(Dataset entries)
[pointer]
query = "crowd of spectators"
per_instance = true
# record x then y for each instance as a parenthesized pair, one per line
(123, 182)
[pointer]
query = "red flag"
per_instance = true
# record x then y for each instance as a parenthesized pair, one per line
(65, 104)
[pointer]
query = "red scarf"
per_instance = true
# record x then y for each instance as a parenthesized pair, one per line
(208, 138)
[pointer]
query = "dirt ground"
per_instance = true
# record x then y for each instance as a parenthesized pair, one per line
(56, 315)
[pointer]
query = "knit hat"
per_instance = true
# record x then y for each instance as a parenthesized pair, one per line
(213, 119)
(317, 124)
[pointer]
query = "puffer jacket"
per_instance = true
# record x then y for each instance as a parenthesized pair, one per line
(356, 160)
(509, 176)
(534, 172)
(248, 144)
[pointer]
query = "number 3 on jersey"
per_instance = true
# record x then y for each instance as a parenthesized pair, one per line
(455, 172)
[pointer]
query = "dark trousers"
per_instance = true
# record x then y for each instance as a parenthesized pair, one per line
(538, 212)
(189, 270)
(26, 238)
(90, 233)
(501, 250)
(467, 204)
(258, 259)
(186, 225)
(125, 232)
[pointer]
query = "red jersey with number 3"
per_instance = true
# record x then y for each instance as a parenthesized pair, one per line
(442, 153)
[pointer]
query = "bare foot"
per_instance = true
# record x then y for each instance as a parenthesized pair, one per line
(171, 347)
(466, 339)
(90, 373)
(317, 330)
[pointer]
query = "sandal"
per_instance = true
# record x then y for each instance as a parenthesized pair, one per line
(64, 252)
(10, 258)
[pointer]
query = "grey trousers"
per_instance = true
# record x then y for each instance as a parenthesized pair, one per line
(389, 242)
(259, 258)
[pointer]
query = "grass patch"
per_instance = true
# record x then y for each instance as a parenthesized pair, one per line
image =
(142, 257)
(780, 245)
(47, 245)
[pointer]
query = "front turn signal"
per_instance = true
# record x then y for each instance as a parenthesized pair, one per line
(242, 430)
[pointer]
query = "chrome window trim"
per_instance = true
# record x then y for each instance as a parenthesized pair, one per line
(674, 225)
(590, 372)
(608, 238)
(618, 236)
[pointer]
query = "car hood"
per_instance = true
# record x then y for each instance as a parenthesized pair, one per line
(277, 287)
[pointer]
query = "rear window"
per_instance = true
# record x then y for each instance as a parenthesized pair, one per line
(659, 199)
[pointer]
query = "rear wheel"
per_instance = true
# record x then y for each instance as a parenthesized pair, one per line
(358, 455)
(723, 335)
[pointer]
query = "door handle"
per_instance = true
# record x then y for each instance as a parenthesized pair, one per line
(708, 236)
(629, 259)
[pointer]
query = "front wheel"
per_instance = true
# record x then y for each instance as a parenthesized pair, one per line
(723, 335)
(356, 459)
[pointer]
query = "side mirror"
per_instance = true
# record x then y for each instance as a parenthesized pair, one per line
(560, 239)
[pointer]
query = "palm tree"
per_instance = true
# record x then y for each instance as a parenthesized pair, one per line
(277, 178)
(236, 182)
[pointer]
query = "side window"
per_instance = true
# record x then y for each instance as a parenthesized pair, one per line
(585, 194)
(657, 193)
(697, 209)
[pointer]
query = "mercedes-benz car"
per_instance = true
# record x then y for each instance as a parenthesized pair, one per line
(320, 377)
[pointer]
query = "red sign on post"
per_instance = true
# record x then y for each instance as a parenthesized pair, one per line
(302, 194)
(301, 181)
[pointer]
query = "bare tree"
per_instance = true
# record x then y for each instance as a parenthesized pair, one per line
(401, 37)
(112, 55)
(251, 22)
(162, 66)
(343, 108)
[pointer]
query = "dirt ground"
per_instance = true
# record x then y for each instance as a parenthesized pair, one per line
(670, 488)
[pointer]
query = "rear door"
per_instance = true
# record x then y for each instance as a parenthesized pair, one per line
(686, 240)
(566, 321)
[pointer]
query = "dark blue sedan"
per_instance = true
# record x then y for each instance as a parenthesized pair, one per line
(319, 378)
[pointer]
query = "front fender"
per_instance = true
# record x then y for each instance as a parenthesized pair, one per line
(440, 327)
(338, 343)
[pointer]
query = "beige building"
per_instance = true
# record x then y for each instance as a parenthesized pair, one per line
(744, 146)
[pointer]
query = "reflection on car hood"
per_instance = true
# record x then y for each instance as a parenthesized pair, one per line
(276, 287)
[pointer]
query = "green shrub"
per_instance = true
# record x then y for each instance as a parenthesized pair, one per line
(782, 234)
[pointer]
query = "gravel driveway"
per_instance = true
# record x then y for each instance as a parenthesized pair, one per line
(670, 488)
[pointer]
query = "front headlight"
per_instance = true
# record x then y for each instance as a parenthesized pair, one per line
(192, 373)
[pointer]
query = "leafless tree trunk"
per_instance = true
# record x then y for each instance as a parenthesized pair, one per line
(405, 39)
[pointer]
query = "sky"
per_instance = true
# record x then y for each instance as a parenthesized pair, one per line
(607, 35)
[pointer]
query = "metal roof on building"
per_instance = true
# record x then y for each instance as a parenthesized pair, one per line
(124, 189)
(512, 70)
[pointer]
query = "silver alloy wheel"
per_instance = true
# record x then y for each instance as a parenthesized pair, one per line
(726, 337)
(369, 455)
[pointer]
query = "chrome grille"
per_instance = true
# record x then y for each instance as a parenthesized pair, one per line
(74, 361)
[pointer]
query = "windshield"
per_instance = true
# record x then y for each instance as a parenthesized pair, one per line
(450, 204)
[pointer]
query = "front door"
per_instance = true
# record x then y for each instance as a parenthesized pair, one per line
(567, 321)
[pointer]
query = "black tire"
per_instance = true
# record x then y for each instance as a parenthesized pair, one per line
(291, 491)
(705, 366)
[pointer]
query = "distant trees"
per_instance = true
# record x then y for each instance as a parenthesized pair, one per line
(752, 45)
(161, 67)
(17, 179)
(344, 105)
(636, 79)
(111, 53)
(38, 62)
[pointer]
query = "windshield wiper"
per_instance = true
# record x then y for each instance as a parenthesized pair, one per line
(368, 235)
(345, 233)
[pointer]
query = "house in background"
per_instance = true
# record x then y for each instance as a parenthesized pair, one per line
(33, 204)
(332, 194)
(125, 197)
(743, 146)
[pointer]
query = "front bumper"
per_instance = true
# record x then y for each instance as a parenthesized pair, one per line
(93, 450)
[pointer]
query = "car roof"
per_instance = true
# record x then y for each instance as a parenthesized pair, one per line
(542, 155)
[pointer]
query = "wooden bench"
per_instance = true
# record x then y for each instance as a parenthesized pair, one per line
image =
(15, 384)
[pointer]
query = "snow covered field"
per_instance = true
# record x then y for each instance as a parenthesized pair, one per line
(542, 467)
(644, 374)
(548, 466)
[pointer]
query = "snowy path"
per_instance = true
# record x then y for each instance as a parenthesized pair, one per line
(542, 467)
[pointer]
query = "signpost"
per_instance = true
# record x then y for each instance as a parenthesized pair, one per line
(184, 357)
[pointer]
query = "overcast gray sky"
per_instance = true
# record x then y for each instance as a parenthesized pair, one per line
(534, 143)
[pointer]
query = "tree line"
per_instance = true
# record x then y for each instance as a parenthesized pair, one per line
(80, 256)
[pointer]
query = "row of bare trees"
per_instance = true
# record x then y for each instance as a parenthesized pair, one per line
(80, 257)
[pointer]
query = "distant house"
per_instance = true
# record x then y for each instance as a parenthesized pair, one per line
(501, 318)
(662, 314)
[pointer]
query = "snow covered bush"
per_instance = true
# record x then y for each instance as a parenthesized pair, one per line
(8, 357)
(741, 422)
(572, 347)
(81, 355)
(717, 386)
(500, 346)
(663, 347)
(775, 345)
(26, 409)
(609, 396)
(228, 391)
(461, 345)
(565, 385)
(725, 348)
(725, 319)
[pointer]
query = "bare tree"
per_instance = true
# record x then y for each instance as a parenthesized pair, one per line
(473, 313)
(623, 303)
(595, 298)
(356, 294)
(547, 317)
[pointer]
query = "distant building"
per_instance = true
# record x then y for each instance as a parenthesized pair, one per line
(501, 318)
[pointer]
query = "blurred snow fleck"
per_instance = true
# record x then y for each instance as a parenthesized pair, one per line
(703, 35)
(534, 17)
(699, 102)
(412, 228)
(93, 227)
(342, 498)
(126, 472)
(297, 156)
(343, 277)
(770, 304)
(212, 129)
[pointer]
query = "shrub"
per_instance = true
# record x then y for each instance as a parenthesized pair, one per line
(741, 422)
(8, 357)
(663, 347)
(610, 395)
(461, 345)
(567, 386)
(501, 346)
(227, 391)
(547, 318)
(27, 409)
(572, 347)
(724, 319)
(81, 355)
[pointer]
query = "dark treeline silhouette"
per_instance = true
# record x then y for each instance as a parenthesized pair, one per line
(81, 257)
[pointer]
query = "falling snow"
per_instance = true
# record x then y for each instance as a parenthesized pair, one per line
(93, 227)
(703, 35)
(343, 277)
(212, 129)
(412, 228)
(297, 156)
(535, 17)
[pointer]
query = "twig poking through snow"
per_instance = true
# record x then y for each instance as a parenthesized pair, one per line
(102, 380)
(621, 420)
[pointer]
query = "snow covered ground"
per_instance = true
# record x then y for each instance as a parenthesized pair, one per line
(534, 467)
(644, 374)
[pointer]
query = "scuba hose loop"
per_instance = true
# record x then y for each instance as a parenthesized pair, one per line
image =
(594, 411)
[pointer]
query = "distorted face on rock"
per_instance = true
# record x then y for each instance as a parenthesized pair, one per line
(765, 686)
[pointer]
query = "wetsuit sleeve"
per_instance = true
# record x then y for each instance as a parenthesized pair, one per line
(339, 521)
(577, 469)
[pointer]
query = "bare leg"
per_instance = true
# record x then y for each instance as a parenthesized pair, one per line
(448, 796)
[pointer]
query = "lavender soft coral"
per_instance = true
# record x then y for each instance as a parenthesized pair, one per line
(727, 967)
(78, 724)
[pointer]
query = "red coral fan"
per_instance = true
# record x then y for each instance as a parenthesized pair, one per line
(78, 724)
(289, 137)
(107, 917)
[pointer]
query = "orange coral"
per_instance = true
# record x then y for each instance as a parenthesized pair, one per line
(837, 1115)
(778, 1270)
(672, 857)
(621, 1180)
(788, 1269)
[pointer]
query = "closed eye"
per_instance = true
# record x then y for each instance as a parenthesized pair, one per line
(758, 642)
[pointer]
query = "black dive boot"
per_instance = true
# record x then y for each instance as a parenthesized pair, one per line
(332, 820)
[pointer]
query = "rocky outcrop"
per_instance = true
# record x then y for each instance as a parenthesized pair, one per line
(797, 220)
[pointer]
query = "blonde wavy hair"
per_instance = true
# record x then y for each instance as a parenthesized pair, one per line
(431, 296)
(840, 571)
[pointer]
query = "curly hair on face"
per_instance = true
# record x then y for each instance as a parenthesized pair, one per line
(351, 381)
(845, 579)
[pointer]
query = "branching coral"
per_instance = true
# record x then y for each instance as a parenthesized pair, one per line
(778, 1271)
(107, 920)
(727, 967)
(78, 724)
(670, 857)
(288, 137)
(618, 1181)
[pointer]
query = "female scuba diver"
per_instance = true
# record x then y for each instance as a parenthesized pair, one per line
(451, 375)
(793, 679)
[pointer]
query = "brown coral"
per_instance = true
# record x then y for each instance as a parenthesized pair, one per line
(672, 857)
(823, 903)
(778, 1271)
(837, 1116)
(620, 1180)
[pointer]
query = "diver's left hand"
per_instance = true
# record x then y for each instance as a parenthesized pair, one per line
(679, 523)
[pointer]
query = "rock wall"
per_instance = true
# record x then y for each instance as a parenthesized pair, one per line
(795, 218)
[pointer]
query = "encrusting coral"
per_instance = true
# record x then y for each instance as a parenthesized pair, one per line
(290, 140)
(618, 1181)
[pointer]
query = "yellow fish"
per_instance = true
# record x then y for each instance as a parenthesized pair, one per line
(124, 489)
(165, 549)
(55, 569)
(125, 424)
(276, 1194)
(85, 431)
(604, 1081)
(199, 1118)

Required work: Look over the entries above. Copy every line that contains the word "face".

Expected output:
query = "distorted face on rock"
query = "curly hair on face"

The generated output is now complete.